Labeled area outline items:
┏━━

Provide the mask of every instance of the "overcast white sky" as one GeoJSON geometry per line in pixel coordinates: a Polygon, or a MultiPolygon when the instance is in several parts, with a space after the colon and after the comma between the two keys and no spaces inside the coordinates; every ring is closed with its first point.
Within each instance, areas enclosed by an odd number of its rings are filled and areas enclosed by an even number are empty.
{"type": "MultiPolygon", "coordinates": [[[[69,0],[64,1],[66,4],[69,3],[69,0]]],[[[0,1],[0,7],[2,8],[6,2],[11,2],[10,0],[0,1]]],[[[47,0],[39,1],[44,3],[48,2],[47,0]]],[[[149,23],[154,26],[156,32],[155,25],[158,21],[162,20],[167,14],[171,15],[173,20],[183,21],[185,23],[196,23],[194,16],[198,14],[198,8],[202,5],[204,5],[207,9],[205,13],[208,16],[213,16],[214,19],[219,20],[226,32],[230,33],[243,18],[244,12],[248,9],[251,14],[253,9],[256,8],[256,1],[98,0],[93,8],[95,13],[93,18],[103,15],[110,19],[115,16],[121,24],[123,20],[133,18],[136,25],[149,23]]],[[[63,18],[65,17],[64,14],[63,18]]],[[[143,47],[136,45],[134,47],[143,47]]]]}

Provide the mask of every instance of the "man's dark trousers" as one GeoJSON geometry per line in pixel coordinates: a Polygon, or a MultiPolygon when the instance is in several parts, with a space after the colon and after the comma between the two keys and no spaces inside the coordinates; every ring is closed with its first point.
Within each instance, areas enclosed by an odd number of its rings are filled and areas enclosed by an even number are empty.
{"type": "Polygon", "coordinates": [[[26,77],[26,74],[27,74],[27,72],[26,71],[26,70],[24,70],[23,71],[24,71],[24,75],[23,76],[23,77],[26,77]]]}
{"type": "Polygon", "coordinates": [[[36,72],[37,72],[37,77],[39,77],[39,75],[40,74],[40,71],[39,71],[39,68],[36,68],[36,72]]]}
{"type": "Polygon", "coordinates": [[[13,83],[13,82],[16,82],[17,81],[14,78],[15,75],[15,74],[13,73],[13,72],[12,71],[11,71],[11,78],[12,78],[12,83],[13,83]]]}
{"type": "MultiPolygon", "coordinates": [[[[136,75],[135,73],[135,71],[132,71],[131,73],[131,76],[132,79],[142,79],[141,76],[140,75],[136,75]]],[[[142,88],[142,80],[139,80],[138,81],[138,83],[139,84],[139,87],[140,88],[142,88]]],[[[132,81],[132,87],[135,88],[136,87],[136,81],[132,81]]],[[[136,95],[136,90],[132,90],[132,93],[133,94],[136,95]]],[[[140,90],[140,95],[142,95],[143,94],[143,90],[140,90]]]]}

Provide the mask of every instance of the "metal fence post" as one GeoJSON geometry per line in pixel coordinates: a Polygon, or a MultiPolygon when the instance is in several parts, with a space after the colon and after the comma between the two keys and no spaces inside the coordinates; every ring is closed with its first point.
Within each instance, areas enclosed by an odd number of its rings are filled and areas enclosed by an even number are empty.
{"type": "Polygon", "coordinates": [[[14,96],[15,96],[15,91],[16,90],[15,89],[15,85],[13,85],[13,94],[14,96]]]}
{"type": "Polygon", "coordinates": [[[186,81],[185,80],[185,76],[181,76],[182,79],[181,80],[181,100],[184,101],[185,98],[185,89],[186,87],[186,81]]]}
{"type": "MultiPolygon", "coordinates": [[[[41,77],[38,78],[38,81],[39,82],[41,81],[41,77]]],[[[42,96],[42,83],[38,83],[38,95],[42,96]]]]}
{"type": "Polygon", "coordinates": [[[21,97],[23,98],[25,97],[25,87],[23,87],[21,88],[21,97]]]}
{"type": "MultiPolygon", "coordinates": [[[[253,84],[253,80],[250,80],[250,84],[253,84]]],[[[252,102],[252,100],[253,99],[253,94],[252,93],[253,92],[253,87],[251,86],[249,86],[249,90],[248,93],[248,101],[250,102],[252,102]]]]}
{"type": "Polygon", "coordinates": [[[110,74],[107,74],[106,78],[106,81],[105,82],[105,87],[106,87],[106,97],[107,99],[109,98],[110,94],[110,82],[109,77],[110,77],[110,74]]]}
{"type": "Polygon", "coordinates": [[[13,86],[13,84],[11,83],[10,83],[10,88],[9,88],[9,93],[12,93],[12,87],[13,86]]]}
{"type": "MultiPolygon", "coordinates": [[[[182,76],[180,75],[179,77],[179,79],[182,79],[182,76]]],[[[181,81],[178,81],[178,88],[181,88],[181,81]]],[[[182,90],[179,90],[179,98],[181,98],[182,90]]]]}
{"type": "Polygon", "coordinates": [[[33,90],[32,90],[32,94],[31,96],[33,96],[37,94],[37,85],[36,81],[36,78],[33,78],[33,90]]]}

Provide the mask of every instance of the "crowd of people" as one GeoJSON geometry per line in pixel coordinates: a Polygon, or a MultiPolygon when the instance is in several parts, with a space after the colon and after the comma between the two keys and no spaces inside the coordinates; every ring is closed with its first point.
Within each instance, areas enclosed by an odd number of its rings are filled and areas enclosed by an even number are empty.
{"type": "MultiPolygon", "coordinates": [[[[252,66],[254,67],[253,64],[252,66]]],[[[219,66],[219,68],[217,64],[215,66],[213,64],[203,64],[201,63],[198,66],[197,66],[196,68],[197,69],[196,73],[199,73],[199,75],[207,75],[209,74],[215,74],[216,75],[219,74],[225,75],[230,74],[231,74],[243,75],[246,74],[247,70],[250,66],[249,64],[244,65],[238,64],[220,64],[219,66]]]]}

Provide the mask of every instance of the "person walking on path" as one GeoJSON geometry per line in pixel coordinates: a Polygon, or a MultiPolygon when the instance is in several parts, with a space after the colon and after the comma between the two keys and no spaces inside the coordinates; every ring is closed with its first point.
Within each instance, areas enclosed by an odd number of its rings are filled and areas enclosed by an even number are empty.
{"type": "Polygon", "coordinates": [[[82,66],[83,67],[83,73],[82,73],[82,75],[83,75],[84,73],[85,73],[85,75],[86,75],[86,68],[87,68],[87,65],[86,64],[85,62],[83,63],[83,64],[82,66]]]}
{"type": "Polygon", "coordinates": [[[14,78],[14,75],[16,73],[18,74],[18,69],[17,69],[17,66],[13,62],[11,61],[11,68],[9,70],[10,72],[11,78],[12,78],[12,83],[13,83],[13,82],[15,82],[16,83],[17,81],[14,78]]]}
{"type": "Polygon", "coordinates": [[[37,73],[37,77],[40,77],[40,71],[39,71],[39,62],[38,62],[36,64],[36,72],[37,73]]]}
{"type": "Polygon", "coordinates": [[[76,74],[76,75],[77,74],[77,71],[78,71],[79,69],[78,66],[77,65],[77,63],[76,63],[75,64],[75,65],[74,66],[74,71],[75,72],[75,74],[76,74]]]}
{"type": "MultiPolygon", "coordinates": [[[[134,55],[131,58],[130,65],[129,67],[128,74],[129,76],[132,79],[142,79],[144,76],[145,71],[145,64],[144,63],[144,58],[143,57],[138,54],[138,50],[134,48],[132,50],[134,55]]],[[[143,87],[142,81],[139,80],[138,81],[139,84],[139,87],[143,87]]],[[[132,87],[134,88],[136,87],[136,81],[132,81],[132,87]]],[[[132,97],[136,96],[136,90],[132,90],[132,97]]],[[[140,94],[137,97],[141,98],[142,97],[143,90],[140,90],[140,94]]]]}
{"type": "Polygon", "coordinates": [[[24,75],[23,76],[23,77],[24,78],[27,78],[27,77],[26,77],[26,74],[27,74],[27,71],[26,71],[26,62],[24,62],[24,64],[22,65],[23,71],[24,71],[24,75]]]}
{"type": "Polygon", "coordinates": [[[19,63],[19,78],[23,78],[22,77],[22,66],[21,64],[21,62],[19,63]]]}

┗━━

Exercise directions: Please find every line in the items above that contains the word "people" and copy each of those lines.

Result of the task:
Provide the mask of every instance of the "crowd of people" as one GeoJSON geometry per line in pixel coordinates: a Polygon, or a MultiPolygon when the instance is in several parts, with a space after the colon and after the comma between the two keys and no spaces inside the coordinates; every ring is closed with its first point.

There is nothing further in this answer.